> **Exercise instructions**:
In this exercise, reproduce all the entries that follow exactly.

::::

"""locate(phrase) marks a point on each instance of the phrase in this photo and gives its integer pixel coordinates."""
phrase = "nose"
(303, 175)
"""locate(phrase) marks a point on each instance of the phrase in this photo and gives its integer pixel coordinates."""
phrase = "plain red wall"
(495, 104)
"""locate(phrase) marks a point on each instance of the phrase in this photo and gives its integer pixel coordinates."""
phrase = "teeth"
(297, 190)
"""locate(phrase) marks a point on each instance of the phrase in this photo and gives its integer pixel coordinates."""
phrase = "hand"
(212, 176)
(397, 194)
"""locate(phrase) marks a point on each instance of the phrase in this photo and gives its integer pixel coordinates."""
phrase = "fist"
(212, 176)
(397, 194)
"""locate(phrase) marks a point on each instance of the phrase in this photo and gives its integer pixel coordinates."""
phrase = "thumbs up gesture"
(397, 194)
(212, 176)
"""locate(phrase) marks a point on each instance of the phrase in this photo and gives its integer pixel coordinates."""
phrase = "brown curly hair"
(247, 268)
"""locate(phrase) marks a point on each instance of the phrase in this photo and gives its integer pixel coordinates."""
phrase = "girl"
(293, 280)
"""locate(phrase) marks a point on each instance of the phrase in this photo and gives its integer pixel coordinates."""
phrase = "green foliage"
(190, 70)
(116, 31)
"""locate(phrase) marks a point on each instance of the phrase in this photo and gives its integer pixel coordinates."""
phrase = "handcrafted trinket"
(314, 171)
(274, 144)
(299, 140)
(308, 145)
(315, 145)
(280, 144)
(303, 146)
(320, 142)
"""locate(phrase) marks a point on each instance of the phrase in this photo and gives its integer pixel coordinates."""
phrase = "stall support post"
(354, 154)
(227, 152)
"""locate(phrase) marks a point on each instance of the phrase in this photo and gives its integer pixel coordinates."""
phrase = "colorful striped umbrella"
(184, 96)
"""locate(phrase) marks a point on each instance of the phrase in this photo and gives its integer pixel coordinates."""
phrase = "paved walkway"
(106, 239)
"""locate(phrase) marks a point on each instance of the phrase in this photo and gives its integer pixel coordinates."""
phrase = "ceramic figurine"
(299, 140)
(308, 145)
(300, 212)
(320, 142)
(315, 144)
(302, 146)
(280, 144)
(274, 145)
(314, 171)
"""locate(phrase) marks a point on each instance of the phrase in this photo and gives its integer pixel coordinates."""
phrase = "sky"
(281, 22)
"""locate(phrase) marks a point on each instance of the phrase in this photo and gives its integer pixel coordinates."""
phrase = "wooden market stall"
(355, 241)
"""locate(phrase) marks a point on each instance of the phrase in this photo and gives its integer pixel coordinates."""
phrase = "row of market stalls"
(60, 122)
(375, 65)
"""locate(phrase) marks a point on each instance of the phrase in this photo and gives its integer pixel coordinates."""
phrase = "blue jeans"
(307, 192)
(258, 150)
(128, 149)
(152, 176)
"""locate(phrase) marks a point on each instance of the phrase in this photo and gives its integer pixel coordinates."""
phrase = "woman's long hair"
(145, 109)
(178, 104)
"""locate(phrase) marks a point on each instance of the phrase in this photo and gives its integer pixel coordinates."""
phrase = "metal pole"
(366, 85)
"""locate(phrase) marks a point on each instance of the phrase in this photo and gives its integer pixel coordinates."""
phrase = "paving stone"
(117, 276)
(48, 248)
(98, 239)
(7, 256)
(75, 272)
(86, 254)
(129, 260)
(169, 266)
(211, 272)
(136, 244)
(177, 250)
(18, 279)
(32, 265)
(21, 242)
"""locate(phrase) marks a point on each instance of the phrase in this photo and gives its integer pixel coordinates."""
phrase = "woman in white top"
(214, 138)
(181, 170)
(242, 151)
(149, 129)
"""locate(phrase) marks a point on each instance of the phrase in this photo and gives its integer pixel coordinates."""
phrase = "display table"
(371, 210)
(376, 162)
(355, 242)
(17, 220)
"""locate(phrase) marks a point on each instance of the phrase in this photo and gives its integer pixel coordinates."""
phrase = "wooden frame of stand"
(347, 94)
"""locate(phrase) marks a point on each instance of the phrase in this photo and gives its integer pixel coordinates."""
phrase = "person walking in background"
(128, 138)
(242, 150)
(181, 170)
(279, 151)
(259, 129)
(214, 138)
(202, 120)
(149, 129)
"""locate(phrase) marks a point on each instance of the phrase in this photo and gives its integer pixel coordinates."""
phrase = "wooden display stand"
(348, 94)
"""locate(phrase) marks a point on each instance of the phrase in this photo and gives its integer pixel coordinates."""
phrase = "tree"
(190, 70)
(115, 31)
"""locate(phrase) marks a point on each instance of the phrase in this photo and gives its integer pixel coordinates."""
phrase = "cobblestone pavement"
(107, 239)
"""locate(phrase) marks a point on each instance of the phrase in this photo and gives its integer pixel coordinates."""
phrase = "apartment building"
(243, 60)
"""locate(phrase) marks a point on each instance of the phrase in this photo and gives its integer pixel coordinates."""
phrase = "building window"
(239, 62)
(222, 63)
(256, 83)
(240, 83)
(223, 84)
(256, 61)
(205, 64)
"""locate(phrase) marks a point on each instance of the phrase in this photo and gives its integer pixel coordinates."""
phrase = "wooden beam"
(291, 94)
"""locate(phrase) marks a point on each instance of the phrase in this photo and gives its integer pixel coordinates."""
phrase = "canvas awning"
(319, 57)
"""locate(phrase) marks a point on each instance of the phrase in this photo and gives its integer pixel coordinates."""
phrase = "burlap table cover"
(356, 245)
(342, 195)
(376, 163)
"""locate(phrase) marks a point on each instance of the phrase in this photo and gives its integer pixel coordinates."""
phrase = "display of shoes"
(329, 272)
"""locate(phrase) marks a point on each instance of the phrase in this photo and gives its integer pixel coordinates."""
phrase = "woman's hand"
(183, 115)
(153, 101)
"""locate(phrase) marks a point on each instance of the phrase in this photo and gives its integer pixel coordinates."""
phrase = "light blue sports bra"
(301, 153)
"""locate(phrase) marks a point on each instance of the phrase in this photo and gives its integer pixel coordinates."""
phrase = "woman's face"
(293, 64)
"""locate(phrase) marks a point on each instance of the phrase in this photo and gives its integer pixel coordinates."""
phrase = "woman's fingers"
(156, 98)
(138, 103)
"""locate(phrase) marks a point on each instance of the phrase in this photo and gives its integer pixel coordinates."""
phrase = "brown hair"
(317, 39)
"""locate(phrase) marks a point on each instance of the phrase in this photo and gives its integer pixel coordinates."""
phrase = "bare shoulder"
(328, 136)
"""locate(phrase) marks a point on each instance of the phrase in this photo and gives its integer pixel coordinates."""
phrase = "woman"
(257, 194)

::::

> **Response area**:
"""locate(phrase) marks a point on each instance of the phrase in this photo and gives its integer pixel coordinates."""
phrase = "nose"
(303, 175)
"""locate(phrase) marks a point on each instance of the phrase in this photo and gives its integer pixel coordinates."""
phrase = "plain red wall"
(495, 104)
"""locate(phrase) marks a point on each instance of the phrase in this photo and gives its integer pixel coordinates."""
phrase = "teeth"
(297, 190)
"""locate(phrase) marks a point on each instance of the phrase in this photo and gives its integer pixel coordinates."""
phrase = "hand"
(212, 176)
(397, 194)
"""locate(phrase) marks a point on each instance of the phrase in this photo and gives its integer pixel coordinates."""
phrase = "fist"
(212, 176)
(397, 194)
"""locate(phrase) marks a point on each instance of the phrase in this photo and gives its integer pixel coordinates."""
phrase = "thumbs up gesture"
(397, 194)
(212, 176)
"""locate(phrase) marks a point on each instance of the phrase in this photo and gives its integer pixel coordinates."""
phrase = "brown curly hair"
(247, 268)
"""locate(phrase) marks a point on each instance of the phrase in this photo and gives its integer pixel coordinates."""
phrase = "girl"
(293, 280)
"""locate(phrase) marks a point on each instance of the phrase in this photo and gives its integer pixel coordinates."""
phrase = "green foliage"
(190, 70)
(116, 31)
"""locate(phrase) marks a point on each instance of the phrase in this photo and gives its integer pixel coordinates."""
phrase = "handcrafted trinket"
(314, 171)
(274, 144)
(299, 140)
(308, 145)
(315, 145)
(280, 144)
(303, 146)
(320, 142)
"""locate(phrase) marks a point on each instance of the phrase in this photo and gives its integer pixel coordinates."""
phrase = "stall support post"
(354, 154)
(227, 152)
"""locate(phrase) marks a point on each instance of the phrase in this photo and gives its integer pixel coordinates."""
phrase = "colorful striped umbrella"
(184, 96)
"""locate(phrase) marks a point on each instance of the phrase in this photo and gives its integer pixel coordinates."""
phrase = "paved walkway"
(106, 239)
"""locate(phrase) marks a point on each instance of the phrase in this photo and gives its integer pixel coordinates."""
phrase = "ceramic figurine"
(299, 140)
(308, 145)
(300, 212)
(320, 142)
(315, 144)
(302, 146)
(280, 144)
(274, 145)
(314, 171)
"""locate(phrase) marks a point on each instance of the phrase in this photo and gives its integer pixel coordinates."""
phrase = "sky"
(281, 22)
"""locate(phrase) marks a point on each instance of the phrase in this photo and gives its integer pixel coordinates."""
phrase = "wooden market stall"
(355, 241)
"""locate(phrase) marks a point on each instance of the phrase in this photo and gives its integer pixel coordinates."""
phrase = "row of market stalls"
(60, 122)
(375, 65)
"""locate(phrase) marks a point on each instance of the phrase in this photo and gives its integer pixel coordinates."""
phrase = "blue jeans"
(307, 192)
(258, 150)
(128, 149)
(152, 176)
"""locate(phrase) marks a point on each instance of the phrase in this photo and gives its integer pixel coordinates."""
phrase = "woman's long hair"
(145, 109)
(178, 104)
"""locate(phrase) marks a point on each instance of the phrase in this photo and gives its integer pixel coordinates."""
phrase = "metal pole"
(366, 85)
"""locate(phrase) marks a point on each instance of the phrase in this photo and gives its integer pixel coordinates."""
phrase = "paving stone"
(117, 276)
(48, 248)
(98, 239)
(7, 256)
(75, 272)
(86, 254)
(129, 260)
(169, 266)
(211, 272)
(136, 244)
(177, 250)
(18, 279)
(32, 265)
(21, 242)
"""locate(phrase) marks a point on each instance of the phrase in this photo and gives its integer pixel coordinates."""
phrase = "woman in white top"
(214, 138)
(181, 170)
(242, 151)
(149, 129)
"""locate(phrase) marks a point on each instance of the phrase in this photo and gives its integer pixel coordinates."""
phrase = "display table"
(371, 210)
(376, 162)
(355, 242)
(17, 220)
"""locate(phrase) marks a point on each instance of the phrase in this photo and gives its integer pixel coordinates."""
phrase = "wooden frame of stand"
(347, 94)
"""locate(phrase) marks a point on each instance of the phrase in this photo and gives its integer pixel coordinates."""
phrase = "person walking in background"
(128, 138)
(242, 150)
(181, 170)
(279, 151)
(259, 129)
(214, 138)
(202, 120)
(149, 129)
"""locate(phrase) marks a point on each instance of the phrase in this photo and gives its integer pixel coordinates."""
phrase = "wooden display stand"
(348, 94)
"""locate(phrase) marks a point on each instance of the phrase in this photo and gives its integer pixel coordinates."""
phrase = "tree"
(190, 70)
(115, 31)
"""locate(phrase) marks a point on each instance of the phrase in this photo and gives its integer pixel coordinates."""
phrase = "cobblestone pavement"
(107, 239)
"""locate(phrase) marks a point on each instance of the phrase in this photo and gives its integer pixel coordinates."""
phrase = "apartment building"
(243, 60)
"""locate(phrase) marks a point on each instance of the phrase in this photo and gives its integer pixel coordinates."""
phrase = "building window"
(239, 62)
(222, 63)
(256, 83)
(240, 83)
(223, 84)
(256, 61)
(205, 64)
"""locate(phrase) marks a point on each instance of the phrase in this photo and gives its integer pixel coordinates."""
phrase = "wooden beam"
(291, 94)
"""locate(phrase) marks a point on each instance of the phrase in this photo and gives its integer pixel coordinates."""
phrase = "canvas awning"
(319, 57)
"""locate(phrase) marks a point on each instance of the phrase in this photo and gives its integer pixel coordinates."""
phrase = "burlap table cover"
(356, 245)
(342, 195)
(376, 163)
"""locate(phrase) marks a point on each instance of the phrase in this photo and gives its integer pixel coordinates."""
phrase = "display of shoes"
(329, 272)
"""locate(phrase) marks a point on each instance of the phrase in this photo and gives its integer pixel coordinates."""
phrase = "woman's hand"
(183, 115)
(153, 101)
"""locate(phrase) marks a point on each instance of the phrase in this photo and gives its integer pixel coordinates."""
phrase = "light blue sports bra"
(301, 153)
"""locate(phrase) marks a point on each instance of the phrase in this photo and gives its integer pixel coordinates."""
phrase = "woman's face"
(293, 64)
"""locate(phrase) marks a point on each instance of the phrase in this photo and gives its integer pixel coordinates."""
phrase = "woman's fingers"
(156, 98)
(138, 103)
"""locate(phrase) marks a point on each instance of the phrase in this photo and gives its integer pixel coordinates."""
phrase = "brown hair"
(317, 39)
"""locate(phrase) marks a point on each instance of the phrase in this photo and gives its integer pixel coordinates."""
phrase = "bare shoulder"
(328, 136)
"""locate(phrase) marks a point on each instance of the phrase in this photo and gives its integer pixel coordinates."""
phrase = "woman"
(257, 194)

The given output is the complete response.